===== Supplied passage =====

Whore
by asktheprgirl
Let me start by saying I struggled with this entry for a few reasons. For one, I didn’t know what to call it. I juggled with “The Gray Area” and “Glass Houses”. I even thought I might simply call it “Scandal” since that was my inspiration, but I settled on what inflamed me and pushed me to write. I also struggled because I don’t want to come off too … too … “preachy”. One of the reasons I blog is because I want YOU, my beloved readers, to take a look at the other side of the line. We often draw them in our lives most times without even knowing it. But our ability to stretch ourselves to see the other side, to try to understand the common denominator in this human experience is really what helps us to grow. I never want to push my own agenda down your throat. I simply want you to take a moment and consider things differently. And so I struggled. Because I do feel preachy and vehemently on one side of this issue, but my hope is that you hear my point and simply consider it. That’s all.
Over the past two years, much like the rest of the world, I have become obsessed with Shonda Rhimes’ new hit television series, Scandal. Thursdays literally can’t come around fast enough in my home. We count down the days until it arrives with day-after-day commentary on what Shonda’s gonna do next! Not to mention the social media conversations we’re involved in. When I say “obsessed” I mean this show has completely eclipsed all other television experiences in my world. It’s beautifully scripted and has such a smart cast that weekly turn in amazeball performances. I’m coo coo for cocoa puffs over Scandal!
Every day I participate in email banter with a few friends from college. It’s our way of getting through the workday, catching up on each other’s lives and discussing entertainment hot topics. Recently, Scandal was the topic of conversation and I was shocked to silence by the commentary. My email buddies (both male and female) were joking around about the salacious relationship between Olivia Pope (the series main character) and her love interest Fitz (the very married President of the United States). They traded comments back and forth about Olivia and discussed her behavior. They made fun of the fact that she was sleeping with another woman’s husband. They casually called her “H-Olivia”. Fitz was championed as some kind of eighth wonder of the world. A stud. A pimp. A man whose actions commissioned virtual hi-fives and “you da man” kudos. Olivia was simply a whore.

===== Extracted material =====

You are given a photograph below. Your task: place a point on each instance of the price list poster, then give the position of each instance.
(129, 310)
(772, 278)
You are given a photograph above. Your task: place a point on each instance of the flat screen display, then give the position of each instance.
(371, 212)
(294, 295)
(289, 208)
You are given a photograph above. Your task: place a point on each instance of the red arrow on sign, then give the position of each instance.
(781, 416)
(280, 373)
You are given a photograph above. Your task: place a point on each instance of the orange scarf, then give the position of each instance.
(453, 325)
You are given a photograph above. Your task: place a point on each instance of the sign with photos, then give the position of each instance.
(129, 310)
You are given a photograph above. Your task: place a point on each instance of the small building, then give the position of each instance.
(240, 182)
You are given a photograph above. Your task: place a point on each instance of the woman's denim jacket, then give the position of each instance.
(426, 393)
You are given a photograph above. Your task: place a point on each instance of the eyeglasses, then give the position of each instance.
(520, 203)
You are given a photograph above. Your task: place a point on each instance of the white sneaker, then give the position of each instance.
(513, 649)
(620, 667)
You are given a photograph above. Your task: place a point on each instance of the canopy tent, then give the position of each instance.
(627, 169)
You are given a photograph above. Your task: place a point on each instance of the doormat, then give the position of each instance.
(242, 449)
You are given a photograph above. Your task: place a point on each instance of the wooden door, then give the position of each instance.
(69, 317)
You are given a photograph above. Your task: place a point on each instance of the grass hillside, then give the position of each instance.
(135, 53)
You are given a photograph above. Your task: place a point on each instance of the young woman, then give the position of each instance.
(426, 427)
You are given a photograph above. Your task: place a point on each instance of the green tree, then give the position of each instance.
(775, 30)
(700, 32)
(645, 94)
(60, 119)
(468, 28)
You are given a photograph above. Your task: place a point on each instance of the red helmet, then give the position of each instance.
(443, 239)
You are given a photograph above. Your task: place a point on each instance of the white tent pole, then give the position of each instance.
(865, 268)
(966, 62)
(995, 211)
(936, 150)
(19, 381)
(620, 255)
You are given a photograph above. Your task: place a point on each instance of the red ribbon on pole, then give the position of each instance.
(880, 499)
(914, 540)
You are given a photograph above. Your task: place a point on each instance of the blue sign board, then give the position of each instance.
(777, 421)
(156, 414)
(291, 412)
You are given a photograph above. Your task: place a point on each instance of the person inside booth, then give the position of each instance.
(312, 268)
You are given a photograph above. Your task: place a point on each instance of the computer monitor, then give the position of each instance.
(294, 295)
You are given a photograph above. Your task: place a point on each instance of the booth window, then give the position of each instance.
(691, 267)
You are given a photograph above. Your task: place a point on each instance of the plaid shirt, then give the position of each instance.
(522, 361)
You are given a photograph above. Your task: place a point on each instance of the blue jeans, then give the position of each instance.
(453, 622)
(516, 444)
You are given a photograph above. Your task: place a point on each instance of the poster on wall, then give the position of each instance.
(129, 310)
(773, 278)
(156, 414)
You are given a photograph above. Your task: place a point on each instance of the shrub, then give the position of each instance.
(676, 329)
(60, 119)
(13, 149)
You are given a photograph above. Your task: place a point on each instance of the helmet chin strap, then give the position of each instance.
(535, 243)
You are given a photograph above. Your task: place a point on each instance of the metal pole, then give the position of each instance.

=====

[Task instructions] Please continue the blog post about Scandal and the email banter from the point where it stops.

[Output of the task]
I read it and was still. I hate that word (and I don’t use the word hate lightly). I detest the ease in which the label is used to too easily summarize a woman’s sexual choices when they conflict with some abstract, antiquated view that you learned during a f*cking after school special in 1982. I hate the way a woman’s sexual choices are scrutinized to the point that if she isn’t living the life of a nun, she’s automatically the antithesis. No ifs, ands or buts. No gray area. Just an automatic assessment that if a woman sleeps with the wrong person, she’s a whore. A freaking whore, people?!
I abhor it. I can’t stand it. It. Makes. Me. MAD. Can you tell?
I’m not sure most people even know the actual definition of the word. I believe we have replaced it’s original meaning with our own colorful, societally enhanced, MTV infused version. So, let’s define it. How does good old Merriam-Webster define the term “whore”?
Definition of WHORE
1: a woman who engages in sexual acts for money: prostitute; also : a promiscuous (composed of all sorts of persons or things; not restricted to one class, sort, or person; not restricted to one sexual partner) or immoral woman
2: a male who engages in sexual acts for money
3: a venal (capable of being bought or obtained for money or other valuable consideration): purchasable; especially : open to corrupt influence and especially bribery) or unscrupulous person
So … considering her actions, and even more important, the context in the situation, does Olivia truly fit this label?
Listen, I’m no feminist. This isn’t my virtual method of holding color posters and chanting on the corner of my state capitol building to bring awareness for this particular women’s right issue; however, the quickest way to cook my grits is to haphazardly label a woman a whore because you don’t agree with her life choices. We live in a highly sexualized, reality-television driven, morally void, buffoonery-rampant world where people clap and laugh about things that should drive us to shock and awe every day. How is it that in all of the crazy that has clearly desensitized our value system we are still able to look at a clearly complicated relationship situation and simply deduce that the woman, NOT THE PAIR ONLY THE WOMAN, involved is a whore?!
Here’s the thing. I don’t agree with Olivia’s choice to sleep with Fitz. Let me repeat for those of you loosely holding the Bible you defy daily, “I DO NOT AGREE WITH OLIVIA’S CHOICE TO CARRY ON AN AFFAIR WITH A CLEARLY MARRIED MAN.” Did you hear me? Okay … moving on. I also do not believe her choice to sleep with him makes her a whore. In my opinion, her choice says more about her self worth than her morals. She doesn’t see that she deserves to be someone’s one and only. She doesn’t see that there should never be a choice between her and someone else. She doesn’t see that she is worth more than a brief moment by the window, a quiet moment in the hallway, a glance when no one’s looking and heavy breathing over the phone at night. She doesn’t see it. She just doesn’t.
And can you blame her?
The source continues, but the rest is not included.